### TASK 1
In the excerpt on corsets and bras, how early was underwiring devised?
### TASK 2
Copy from the excerpt on corsets and bras the part that opens with the words containing "With the 20th" and closes with "spasms ever since.".
### TASK 3
Write the next part of the excerpt on corsets and bras, picking up after its last sentence.

### DOCUMENT SEGMENT
==========

A state of partial undress does carry a peculiar sexual charge. Édouard Manet painted the courtesan Nana in a blue satin corset and frilly petticoat, blue stockings, and highheeled shoes. Only her face and arms are bare, yet the painting is certainly erotic. "The satin corset may be the nude of our era," said Manet. In 1878, a painting of a nude asleep on a bed while her lover watches caused a scandal owing to one seemingly innocent element: the pile of clothes on the floor in the foreground—starched petticoat and red corset— to which the fascinated eye is drawn. The discarded clothes were suggested to the painter by his brilliant friend Edgar Degas, who understood the subversive life of inanimate objects, "corsets, for instance, that have just been taken off and that seem to retain the shape of the body."

With the 20th century, the corset became a little problematic. Those of 1900 were monstrous, but since they gave the breasts no support, they did start women wearing proto-brassieres. The brassiere was to be the undergarment of the new century, though corsets had not really gone. They lingered on as the girdle well past midcentury, and have resurfaced in spasms ever since.

Uplift: The Bra in America, by Jane Farrell-Beck, a professor of textiles and clothing at Iowa State University, and Colleen Gau, a writer and businesswoman, takes up where the corset began to leave off—or be left off. As various light and loosely fitted fashions succeeded the pouchy monobosom of 1900, the desirability of a brassiere became apparent. Advertisers described going braless as "vulgar, unhygienic, and incorrect." Their products began to have more alluring names—"Blue Canoe," "Bonzette," "Fancee Free"—and innovations came thick and fast. Underwiring was devised as early as 1923; adjustable straps followed. The Great Depression hardly affected underwear sales, and bra makers went on from the gentle curves of the 1930s to a pointy "belle poitrine" exemplified by the Sweater Girl. Brassiere, originally a Norman word describing a boy’s jacket, was supplanted by bra, just as pajamas became pj’s. Cups sized as A, B, C, and D came in during the late ’30s. Young wearers had their own categories: nubbins, bubbins, chubbins, droopers, and super-droopers.

==========

### EXCERPTED DATA

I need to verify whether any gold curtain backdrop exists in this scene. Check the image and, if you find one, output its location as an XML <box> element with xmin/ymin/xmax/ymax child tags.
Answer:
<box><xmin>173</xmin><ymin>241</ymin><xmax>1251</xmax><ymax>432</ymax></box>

==========

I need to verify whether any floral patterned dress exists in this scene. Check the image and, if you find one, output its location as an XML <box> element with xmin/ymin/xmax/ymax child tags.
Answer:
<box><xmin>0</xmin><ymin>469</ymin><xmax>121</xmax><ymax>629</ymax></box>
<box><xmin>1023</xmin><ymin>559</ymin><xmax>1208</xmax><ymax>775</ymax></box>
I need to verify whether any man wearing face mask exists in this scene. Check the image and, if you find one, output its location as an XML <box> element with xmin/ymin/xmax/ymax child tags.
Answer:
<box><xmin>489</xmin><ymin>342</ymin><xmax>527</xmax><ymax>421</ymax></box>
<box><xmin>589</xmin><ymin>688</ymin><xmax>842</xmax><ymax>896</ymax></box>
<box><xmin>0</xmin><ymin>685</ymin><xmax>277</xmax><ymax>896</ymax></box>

==========

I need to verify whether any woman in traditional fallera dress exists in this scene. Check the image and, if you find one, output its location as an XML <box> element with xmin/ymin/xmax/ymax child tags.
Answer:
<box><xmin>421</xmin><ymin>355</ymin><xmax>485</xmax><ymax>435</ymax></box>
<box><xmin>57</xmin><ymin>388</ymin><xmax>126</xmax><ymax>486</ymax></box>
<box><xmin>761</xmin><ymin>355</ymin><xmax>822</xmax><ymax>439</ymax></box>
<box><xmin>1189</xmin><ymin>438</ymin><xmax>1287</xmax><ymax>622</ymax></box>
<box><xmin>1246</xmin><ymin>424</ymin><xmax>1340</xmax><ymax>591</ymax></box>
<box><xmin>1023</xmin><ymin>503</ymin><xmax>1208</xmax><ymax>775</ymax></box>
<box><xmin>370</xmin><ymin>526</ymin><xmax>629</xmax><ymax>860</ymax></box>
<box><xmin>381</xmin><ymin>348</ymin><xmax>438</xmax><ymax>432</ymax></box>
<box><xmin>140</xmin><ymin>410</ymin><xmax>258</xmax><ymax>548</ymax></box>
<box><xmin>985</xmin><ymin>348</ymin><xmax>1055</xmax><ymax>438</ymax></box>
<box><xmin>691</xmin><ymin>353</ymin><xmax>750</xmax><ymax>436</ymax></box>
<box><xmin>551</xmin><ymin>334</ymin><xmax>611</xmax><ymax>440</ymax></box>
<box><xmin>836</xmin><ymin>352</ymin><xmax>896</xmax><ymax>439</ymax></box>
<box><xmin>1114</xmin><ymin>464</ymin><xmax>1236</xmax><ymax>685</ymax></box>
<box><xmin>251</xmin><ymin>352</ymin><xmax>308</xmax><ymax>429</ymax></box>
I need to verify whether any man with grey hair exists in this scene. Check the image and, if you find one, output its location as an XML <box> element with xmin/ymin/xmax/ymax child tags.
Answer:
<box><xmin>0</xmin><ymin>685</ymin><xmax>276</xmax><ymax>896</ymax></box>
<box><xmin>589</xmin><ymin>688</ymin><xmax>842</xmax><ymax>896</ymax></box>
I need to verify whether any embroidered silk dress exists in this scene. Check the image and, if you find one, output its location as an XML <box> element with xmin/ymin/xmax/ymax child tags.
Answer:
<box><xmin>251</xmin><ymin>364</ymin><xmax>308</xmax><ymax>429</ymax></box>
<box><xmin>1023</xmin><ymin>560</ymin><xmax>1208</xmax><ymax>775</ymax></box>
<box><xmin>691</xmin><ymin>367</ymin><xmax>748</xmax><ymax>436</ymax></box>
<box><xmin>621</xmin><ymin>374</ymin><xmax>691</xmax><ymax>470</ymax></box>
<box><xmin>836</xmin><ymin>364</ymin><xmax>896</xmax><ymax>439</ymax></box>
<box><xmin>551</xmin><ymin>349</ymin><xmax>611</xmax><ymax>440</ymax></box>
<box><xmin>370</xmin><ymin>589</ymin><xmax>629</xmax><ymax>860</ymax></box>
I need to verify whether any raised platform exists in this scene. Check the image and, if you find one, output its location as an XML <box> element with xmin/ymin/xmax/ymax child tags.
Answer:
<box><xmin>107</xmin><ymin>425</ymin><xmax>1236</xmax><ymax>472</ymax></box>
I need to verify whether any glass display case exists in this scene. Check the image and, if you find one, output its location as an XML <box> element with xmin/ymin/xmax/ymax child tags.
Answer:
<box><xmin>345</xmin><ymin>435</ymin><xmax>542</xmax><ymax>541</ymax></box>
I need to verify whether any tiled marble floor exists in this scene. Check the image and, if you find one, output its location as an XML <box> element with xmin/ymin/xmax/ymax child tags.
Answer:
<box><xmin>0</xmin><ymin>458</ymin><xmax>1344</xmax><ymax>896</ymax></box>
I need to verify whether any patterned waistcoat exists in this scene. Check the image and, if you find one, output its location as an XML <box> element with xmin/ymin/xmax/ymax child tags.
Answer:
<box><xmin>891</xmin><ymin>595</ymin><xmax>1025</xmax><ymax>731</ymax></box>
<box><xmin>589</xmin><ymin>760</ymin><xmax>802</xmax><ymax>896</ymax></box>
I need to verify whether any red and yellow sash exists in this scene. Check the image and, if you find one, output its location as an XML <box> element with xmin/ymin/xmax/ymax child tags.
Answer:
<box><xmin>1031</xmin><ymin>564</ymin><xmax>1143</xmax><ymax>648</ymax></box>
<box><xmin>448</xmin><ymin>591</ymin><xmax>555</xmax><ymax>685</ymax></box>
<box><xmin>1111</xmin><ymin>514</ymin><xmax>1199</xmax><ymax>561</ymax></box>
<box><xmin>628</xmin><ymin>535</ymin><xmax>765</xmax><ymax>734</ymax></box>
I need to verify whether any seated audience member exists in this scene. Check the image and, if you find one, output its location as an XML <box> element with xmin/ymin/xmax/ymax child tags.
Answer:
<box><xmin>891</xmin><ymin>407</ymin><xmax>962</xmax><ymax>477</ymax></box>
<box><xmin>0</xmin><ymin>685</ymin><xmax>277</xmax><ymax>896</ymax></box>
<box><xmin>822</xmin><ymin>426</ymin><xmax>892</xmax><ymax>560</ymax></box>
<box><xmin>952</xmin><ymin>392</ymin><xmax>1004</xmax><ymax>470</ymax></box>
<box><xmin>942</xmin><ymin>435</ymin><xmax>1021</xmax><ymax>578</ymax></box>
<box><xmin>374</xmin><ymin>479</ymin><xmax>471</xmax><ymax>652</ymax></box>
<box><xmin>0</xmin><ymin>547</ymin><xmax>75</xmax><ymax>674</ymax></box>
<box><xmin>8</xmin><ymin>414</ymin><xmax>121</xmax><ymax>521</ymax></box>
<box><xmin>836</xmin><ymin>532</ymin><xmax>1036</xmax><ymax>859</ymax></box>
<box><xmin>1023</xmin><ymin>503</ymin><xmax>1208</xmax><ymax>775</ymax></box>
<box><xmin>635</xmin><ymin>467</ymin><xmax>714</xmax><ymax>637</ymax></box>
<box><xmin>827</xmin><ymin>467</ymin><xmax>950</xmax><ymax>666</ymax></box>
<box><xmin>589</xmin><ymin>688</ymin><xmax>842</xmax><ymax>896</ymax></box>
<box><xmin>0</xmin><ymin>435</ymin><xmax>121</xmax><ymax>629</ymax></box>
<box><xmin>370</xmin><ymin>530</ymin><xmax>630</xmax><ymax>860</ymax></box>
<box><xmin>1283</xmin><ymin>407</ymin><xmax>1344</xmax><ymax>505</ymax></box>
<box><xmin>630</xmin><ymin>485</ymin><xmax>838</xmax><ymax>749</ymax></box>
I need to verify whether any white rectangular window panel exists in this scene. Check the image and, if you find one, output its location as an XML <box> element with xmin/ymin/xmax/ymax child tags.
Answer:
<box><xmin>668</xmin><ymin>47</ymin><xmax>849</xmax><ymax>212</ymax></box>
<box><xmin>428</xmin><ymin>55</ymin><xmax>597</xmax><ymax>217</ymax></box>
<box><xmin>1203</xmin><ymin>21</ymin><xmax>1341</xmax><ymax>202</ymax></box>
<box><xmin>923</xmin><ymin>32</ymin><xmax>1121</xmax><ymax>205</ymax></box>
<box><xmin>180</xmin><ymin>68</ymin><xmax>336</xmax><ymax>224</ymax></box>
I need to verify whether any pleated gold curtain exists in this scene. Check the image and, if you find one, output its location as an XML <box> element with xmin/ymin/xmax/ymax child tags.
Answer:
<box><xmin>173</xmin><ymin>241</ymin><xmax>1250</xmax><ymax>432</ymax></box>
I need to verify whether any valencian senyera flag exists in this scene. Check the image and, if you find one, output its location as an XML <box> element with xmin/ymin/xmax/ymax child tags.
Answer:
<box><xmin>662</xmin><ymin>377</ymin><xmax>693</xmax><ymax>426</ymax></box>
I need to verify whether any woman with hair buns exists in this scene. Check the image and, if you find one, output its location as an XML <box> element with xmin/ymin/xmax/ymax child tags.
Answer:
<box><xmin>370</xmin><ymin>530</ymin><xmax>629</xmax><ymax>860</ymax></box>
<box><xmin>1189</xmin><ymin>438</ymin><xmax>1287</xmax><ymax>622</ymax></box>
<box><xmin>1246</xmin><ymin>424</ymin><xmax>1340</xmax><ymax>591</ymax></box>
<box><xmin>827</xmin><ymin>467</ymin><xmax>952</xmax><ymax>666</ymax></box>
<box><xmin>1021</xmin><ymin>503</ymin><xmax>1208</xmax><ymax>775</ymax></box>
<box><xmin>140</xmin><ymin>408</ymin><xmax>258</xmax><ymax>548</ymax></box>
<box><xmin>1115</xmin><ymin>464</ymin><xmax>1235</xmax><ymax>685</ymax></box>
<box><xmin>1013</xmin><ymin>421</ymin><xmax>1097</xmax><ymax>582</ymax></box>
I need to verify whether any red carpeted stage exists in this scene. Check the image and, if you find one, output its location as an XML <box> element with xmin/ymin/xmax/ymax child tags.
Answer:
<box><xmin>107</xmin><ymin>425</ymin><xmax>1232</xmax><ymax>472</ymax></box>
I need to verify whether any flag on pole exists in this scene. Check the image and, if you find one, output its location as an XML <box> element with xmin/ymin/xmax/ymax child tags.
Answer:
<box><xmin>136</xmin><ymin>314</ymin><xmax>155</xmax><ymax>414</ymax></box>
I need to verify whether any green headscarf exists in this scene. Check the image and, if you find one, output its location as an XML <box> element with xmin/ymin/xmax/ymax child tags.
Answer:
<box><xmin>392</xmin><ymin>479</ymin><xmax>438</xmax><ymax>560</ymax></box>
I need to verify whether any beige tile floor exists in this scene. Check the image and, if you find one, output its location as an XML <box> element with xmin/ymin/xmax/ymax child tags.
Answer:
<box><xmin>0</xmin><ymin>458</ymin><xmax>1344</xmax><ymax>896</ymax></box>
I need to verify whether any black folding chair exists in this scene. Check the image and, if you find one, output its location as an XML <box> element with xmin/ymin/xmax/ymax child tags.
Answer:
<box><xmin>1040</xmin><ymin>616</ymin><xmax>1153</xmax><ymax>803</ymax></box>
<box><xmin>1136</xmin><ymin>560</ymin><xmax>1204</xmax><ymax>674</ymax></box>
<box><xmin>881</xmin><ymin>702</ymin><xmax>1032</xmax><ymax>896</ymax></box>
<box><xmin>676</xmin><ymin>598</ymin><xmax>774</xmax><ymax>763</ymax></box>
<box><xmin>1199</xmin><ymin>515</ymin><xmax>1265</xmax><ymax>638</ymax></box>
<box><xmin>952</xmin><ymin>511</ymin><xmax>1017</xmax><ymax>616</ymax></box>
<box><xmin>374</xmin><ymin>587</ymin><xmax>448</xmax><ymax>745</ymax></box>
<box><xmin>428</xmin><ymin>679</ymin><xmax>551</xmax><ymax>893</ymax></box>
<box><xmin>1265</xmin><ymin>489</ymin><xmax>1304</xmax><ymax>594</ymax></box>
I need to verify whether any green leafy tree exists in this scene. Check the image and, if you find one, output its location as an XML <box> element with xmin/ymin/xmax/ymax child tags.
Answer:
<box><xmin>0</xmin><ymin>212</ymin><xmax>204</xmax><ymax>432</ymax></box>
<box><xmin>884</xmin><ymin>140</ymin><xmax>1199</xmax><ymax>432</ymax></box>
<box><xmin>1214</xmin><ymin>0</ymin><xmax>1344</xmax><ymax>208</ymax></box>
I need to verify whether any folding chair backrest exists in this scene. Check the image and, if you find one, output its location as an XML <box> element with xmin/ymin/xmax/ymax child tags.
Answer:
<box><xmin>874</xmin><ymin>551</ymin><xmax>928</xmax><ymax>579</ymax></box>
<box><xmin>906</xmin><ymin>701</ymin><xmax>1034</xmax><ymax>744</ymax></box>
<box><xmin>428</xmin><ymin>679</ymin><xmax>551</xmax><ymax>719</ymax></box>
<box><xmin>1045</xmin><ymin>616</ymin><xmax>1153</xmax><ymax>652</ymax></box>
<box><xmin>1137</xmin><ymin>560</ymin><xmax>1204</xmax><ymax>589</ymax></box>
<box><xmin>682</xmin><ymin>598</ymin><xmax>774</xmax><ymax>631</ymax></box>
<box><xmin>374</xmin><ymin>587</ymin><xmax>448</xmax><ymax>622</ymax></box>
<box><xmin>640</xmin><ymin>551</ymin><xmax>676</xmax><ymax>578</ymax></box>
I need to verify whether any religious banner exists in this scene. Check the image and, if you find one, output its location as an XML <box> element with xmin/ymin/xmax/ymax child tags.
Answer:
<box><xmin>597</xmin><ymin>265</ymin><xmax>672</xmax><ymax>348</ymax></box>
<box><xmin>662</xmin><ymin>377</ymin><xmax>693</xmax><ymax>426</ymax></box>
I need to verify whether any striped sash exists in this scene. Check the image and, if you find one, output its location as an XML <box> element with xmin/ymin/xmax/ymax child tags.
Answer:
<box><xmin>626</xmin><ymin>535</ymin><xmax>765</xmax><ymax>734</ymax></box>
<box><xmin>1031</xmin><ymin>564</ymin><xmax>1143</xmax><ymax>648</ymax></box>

==========

### ANSWER BOX 1
As early as 1923.

### ANSWER BOX 2
With the 20th century, the corset became a little problematic. Those of 1900 were monstrous, but since they gave the breasts no support, they did start women wearing proto-brassieres. The brassiere was to be the undergarment of the new century, though corsets had not really gone. They lingered on as the girdle well past midcentury, and have resurfaced in spasms ever since.

### ANSWER BOX 3
The war brought plenty of customers but not enough raw material. Shortages produced bras made of coarse, colorful Mexican cotton; the flat chested wore padding of milkweed fuzz. In the military atmosphere of the 1940s the torpedo bra silhouette was introduced, "which turned breasts into a pair of nose cones," as the authors put it. (It survived, unfortunately, into the 1960s.) Bombs may have been more important than bras, as one advertiser said to excuse late orders, but the Sweater Girl was an essential morale builder among the troops.

After the war, brassiere makers competed for attention with amusing, sometimes bizarre features. The "Mon-e-Bra" had a zippered compartment in which to stow cash; strapless bras abounded; there was a number featuring ocelot fur; "Très Secrète" was inflatable—you adjusted your size to suit the occasion. Advertising such as Maidenform’s "I Dreamed" campaign, which variously depicted the supposed female fantasy of disporting in public while clad only in a bra from the waist up, became as important as new designs. But there could be slips. "I Dreamed I Was a Matador" went over like a lead balloon in the Spanish-speaking world.

In the 1960s, the women’s movement brought chaos and the threat of extinction. Bras were for burning, and girdles mercifully dropped out of sight with the appearance of pantyhose. By 1969, say the authors, legs were in and breasts were out. Twiggy, measuring 31–24–33, represented the new ideal.

The ideal didn’t last long. Today, the profits in this business are considerable. In 1999 Victoria’s Secret grossed $2.1 billion, and it is not even one of the biggest makers. The irony is that because of costs—Warner’s spent a million dollars to develop a stretch strap—almost all bras are now made abroad; simply sewing on a label justifies claiming them to be "Made in U.S.A."

The Uplift authors’ survey among older women found that about half of their respondents don’t like to wear bras, made in the U.S.A. or not, while many have given them up entirely and don’t give a damn about fashion.

>Eve Auchincloss is a writer and editor living in New York.